Saved entries
☆ ☆ ☆ ☆
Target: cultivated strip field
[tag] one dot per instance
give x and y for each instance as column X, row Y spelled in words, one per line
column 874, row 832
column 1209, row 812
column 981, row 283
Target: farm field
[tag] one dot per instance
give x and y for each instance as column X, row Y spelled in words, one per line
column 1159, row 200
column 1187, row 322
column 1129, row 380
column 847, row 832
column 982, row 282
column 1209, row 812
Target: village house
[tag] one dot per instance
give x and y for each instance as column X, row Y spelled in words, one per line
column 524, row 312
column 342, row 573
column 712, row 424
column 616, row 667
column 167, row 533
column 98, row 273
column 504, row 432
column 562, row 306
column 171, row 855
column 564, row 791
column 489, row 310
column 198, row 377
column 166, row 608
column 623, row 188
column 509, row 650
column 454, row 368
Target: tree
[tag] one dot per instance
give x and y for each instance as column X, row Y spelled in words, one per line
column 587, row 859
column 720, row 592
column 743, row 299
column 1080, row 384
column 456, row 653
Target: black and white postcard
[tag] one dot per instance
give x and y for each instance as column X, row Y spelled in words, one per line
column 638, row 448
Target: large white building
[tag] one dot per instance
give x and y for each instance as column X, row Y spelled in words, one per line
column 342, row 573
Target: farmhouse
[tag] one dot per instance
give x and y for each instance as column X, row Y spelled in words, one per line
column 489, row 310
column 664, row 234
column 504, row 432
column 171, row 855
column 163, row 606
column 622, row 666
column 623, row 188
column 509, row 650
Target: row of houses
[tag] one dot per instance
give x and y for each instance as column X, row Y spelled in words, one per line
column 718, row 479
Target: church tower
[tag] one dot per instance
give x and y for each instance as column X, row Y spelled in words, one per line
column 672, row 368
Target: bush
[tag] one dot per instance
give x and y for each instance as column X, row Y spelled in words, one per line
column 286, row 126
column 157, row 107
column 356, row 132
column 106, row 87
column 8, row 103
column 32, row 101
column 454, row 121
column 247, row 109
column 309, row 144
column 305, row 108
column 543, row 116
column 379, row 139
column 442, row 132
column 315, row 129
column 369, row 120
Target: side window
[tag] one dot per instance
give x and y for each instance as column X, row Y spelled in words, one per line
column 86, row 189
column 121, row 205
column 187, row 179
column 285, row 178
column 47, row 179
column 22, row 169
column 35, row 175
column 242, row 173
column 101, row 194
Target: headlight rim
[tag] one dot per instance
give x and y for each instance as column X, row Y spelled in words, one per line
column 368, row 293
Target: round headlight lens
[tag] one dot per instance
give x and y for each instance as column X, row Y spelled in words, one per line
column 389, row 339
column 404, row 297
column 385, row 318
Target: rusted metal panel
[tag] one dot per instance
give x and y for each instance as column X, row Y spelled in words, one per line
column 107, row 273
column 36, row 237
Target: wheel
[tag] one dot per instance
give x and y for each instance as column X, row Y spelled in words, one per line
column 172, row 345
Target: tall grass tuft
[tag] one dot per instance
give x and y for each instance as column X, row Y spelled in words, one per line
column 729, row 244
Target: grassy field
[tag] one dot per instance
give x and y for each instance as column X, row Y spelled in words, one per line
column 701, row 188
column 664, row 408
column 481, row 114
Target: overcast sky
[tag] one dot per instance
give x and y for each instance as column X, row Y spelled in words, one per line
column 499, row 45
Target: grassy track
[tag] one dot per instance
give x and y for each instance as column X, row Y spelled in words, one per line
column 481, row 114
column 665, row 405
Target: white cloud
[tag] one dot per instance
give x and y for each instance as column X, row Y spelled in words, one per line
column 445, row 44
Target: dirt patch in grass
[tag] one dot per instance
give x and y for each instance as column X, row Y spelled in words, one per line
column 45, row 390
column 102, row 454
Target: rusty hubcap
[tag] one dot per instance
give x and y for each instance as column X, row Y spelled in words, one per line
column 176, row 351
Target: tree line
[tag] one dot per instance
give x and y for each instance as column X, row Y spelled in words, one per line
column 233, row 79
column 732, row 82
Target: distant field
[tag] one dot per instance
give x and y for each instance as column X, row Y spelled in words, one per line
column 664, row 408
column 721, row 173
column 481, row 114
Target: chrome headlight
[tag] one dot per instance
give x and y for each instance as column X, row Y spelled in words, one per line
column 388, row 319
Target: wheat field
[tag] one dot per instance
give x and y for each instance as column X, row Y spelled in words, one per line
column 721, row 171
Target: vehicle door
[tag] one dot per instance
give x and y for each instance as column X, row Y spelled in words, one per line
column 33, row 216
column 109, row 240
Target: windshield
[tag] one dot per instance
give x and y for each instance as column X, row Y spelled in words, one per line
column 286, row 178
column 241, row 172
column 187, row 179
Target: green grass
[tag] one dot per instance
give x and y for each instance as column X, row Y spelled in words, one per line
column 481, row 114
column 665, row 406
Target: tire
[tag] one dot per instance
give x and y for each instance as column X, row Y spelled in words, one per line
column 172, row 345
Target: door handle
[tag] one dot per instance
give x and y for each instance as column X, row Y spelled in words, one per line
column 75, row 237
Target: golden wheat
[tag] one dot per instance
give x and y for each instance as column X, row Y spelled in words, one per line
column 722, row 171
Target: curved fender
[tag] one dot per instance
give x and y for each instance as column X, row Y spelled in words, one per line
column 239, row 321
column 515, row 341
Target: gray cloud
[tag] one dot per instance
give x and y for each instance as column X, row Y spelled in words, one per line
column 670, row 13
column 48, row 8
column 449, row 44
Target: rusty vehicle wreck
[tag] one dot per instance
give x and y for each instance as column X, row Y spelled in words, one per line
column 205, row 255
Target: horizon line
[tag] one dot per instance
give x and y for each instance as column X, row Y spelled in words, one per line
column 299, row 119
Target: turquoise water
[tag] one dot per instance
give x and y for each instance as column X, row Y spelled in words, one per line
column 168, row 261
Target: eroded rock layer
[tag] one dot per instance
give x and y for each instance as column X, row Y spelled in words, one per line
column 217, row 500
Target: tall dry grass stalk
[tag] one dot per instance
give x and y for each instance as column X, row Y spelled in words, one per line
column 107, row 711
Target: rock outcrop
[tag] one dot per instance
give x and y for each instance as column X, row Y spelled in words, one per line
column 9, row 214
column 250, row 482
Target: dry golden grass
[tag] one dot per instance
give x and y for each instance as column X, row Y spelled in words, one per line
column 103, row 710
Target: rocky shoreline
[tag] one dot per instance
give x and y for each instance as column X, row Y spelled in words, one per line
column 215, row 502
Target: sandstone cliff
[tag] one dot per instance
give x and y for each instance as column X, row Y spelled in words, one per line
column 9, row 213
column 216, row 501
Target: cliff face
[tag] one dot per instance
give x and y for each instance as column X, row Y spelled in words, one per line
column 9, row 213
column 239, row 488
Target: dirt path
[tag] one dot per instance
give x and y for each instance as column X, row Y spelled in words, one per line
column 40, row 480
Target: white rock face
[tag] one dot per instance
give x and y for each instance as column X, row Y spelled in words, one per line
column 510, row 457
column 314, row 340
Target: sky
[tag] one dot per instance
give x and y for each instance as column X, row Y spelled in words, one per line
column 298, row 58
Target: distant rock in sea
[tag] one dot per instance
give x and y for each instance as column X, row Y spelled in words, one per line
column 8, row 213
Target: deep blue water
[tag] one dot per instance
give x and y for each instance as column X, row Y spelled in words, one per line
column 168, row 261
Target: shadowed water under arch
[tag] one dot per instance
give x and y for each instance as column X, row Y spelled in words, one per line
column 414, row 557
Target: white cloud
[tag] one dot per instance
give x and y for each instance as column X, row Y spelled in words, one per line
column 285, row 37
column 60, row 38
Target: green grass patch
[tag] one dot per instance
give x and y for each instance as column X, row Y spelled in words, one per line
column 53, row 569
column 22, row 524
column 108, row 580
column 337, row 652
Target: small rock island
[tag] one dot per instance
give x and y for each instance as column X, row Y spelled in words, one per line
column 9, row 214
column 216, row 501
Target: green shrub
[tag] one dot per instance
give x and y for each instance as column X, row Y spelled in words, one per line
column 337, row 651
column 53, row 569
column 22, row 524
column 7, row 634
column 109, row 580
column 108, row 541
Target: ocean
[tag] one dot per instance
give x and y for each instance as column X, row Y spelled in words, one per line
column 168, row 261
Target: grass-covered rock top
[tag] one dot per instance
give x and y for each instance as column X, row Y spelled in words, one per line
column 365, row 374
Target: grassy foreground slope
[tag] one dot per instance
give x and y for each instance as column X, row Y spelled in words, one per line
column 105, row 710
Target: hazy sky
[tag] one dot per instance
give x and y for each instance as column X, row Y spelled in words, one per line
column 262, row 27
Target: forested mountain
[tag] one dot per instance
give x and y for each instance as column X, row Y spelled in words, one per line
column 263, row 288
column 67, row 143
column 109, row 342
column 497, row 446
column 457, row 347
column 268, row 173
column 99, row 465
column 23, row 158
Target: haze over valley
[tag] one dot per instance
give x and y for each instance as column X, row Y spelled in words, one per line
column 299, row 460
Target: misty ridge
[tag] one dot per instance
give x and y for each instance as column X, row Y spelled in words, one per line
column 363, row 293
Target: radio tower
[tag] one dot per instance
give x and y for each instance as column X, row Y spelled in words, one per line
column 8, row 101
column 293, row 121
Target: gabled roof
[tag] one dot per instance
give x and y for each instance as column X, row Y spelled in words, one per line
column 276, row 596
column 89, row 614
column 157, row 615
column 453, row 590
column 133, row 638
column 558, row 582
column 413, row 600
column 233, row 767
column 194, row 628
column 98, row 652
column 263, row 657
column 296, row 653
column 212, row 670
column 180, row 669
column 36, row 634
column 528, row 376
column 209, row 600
☆ ☆ ☆ ☆
Aim of the task: In the records above, each line with the string "vehicle" should be copied.

Written answer:
Target: vehicle door
Target: rusty vehicle wreck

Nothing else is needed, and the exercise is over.